╭──
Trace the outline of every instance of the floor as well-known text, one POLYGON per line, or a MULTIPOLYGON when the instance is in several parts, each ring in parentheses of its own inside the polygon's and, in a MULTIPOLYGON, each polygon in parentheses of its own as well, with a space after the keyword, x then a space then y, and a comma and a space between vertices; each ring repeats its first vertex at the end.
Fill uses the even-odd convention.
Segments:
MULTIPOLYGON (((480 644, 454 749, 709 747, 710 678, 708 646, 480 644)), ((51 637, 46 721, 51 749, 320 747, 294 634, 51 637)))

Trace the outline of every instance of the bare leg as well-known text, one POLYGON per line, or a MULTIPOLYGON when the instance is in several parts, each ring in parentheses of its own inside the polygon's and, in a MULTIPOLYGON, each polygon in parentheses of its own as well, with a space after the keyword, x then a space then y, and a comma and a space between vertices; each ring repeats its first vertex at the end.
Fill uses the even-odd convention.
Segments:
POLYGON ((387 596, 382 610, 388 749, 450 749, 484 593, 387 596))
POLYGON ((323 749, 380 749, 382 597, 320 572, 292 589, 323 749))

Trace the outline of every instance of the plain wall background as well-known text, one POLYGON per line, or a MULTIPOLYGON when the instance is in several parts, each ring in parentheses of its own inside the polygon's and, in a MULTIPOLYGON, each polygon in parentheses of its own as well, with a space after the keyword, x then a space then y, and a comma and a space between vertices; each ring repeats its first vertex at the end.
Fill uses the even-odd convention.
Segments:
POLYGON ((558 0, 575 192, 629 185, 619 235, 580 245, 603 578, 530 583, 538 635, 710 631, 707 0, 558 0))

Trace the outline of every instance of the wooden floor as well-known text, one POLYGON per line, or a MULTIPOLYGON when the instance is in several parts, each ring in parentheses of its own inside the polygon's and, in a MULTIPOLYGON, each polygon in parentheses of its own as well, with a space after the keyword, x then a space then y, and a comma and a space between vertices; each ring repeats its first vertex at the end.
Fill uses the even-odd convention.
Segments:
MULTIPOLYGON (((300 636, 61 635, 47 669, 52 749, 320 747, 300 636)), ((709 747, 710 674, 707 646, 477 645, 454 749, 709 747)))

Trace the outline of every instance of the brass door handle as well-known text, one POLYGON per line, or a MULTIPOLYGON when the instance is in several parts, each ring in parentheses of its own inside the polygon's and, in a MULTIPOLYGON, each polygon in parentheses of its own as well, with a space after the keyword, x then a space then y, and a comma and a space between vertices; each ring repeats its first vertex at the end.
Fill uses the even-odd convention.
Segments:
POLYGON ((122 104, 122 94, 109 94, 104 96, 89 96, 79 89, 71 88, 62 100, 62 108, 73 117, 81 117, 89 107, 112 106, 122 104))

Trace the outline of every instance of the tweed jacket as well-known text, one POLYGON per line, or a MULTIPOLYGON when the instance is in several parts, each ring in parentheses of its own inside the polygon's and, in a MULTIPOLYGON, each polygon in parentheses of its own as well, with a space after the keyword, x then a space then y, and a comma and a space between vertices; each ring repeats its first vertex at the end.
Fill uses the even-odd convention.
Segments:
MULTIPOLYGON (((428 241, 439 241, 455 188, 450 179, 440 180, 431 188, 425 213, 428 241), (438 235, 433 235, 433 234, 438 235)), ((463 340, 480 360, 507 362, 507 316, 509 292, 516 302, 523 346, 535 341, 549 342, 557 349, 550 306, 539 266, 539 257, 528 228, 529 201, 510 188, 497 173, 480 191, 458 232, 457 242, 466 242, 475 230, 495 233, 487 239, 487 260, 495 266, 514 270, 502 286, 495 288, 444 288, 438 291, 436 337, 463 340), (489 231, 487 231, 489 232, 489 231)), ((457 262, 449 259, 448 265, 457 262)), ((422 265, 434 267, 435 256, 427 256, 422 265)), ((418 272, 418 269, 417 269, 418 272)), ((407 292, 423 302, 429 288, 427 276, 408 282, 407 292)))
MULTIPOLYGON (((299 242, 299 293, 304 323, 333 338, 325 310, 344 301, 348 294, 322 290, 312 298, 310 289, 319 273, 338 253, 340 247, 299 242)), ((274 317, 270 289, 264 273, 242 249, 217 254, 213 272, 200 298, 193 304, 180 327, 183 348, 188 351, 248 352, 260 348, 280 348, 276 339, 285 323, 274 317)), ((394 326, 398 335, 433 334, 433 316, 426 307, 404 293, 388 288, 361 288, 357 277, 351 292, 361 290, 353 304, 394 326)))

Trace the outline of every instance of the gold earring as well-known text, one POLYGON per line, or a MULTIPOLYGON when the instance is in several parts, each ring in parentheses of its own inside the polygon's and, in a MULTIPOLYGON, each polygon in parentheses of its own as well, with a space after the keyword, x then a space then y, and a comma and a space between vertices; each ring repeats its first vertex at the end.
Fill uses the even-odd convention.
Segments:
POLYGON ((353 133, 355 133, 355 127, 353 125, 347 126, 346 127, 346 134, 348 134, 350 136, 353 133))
╰──
■ WORK REQUIRED
Restate the data in full so that no line differs from the original.

■ THE ANSWER
Trace the outline of every instance of the floor as well-known text, one POLYGON per line, or a MULTIPOLYGON when the instance is in several parts, each ring in parentheses of its own inside the polygon's and, in a MULTIPOLYGON, each polygon in parentheses of its own as well, with a space after the keyword, x then a space then y, and a comma and a space between vertices; each ring repeats its first vertex at the end.
Fill uses the even-odd convention.
Segments:
MULTIPOLYGON (((480 644, 454 749, 709 747, 710 678, 708 646, 480 644)), ((51 637, 46 721, 51 749, 320 747, 294 634, 51 637)))

Trace the outline of every instance of the bare leg as well-known text, one POLYGON per line, or a MULTIPOLYGON when the instance is in several parts, each ring in parentheses of its own inside the polygon's and, in a MULTIPOLYGON, each polygon in parentheses of its own as well, with a space after the keyword, x then a space then y, and a comma and a space between vertices; each ring repeats its first vertex at the end.
Fill uses the even-odd convention.
Segments:
POLYGON ((387 596, 382 610, 388 749, 450 749, 484 593, 387 596))
POLYGON ((323 749, 380 749, 382 597, 320 572, 292 589, 323 749))

Trace the outline of every instance of the plain wall background as well-known text, one POLYGON per line, or a MULTIPOLYGON when the instance is in several parts, each ring in parentheses of its own inside the polygon's and, in a MULTIPOLYGON, each polygon in parentheses of its own as well, with a space after the keyword, x then a space then y, and a comma and a space between vertices; each ring repeats its first vertex at the end.
Fill uses the even-odd convention.
Segments:
POLYGON ((558 0, 575 192, 629 185, 619 235, 580 245, 603 578, 530 583, 538 635, 710 631, 707 0, 558 0))

Trace the outline of every instance of the wooden floor as well-known text, one POLYGON per line, or a MULTIPOLYGON when the instance is in several parts, each ring in parentheses of its own inside the polygon's and, in a MULTIPOLYGON, each polygon in parentheses of its own as well, with a space after the keyword, x then a space then y, and a comma and a space between vertices; each ring repeats its first vertex at the end.
Fill uses the even-odd convention.
Segments:
MULTIPOLYGON (((300 636, 61 635, 47 669, 52 749, 320 747, 300 636)), ((709 747, 710 674, 707 646, 477 645, 454 749, 709 747)))

Trace the outline of every instance of the brass door handle as well-known text, one POLYGON per line, or a MULTIPOLYGON when the instance is in several parts, each ring in parentheses of its own inside the polygon's and, in a MULTIPOLYGON, each polygon in parentheses of its own as well, with a space after the keyword, x then a space then y, and a comma and a space between vertices; each ring repeats its first vertex at the end.
Fill uses the even-odd convention.
Segments:
POLYGON ((122 104, 122 94, 109 94, 104 96, 89 96, 79 89, 71 88, 62 100, 62 108, 73 117, 81 117, 89 107, 112 106, 122 104))

Trace the outline of every instance of the tweed jacket as well-known text, one POLYGON per line, or a MULTIPOLYGON when the instance is in several parts, each ring in parentheses of its own inside the polygon's and, in a MULTIPOLYGON, each polygon in parentheses of its own as well, with a space after the keyword, x then a space then y, and a comma and a space between vertices; each ring repeats its first vertex at the end.
Fill uses the even-odd convention.
Segments:
MULTIPOLYGON (((428 241, 439 241, 455 188, 450 179, 440 180, 431 188, 425 213, 428 241), (438 235, 433 235, 433 234, 438 235)), ((463 340, 480 360, 507 362, 507 316, 509 292, 516 302, 523 346, 535 341, 549 342, 557 349, 550 306, 539 266, 539 257, 528 228, 529 201, 510 188, 497 173, 480 191, 458 232, 457 242, 466 242, 475 230, 495 233, 487 239, 487 260, 495 266, 514 270, 502 286, 495 288, 444 288, 438 291, 436 337, 463 340), (489 231, 487 231, 489 232, 489 231)), ((457 262, 449 259, 448 265, 457 262)), ((422 265, 434 267, 435 256, 427 256, 422 265)), ((418 272, 418 269, 417 269, 418 272)), ((407 292, 423 302, 429 288, 427 276, 408 282, 407 292)))
MULTIPOLYGON (((299 242, 299 293, 304 323, 333 338, 325 310, 344 301, 348 294, 322 290, 312 298, 310 289, 319 273, 338 253, 340 247, 299 242)), ((274 317, 270 289, 264 273, 242 249, 217 254, 213 272, 200 298, 193 304, 180 327, 183 348, 188 351, 248 352, 260 348, 280 348, 276 339, 285 323, 274 317)), ((394 326, 398 335, 433 334, 433 316, 426 307, 404 293, 388 288, 361 288, 357 277, 351 292, 361 290, 353 304, 394 326)))

Trace the outline of every instance of the gold earring as well-known text, one POLYGON per line, or a MULTIPOLYGON when the instance is in several parts, each ring in parentheses of its own inside the polygon's and, in a MULTIPOLYGON, each polygon in parentheses of its own as well, with a space after the keyword, x then a space then y, and a comma and a space between vertices; each ring repeats its first vertex at the end.
Fill uses the even-odd convention.
Segments:
POLYGON ((353 133, 355 133, 355 127, 353 125, 347 126, 346 127, 346 134, 348 134, 350 136, 353 133))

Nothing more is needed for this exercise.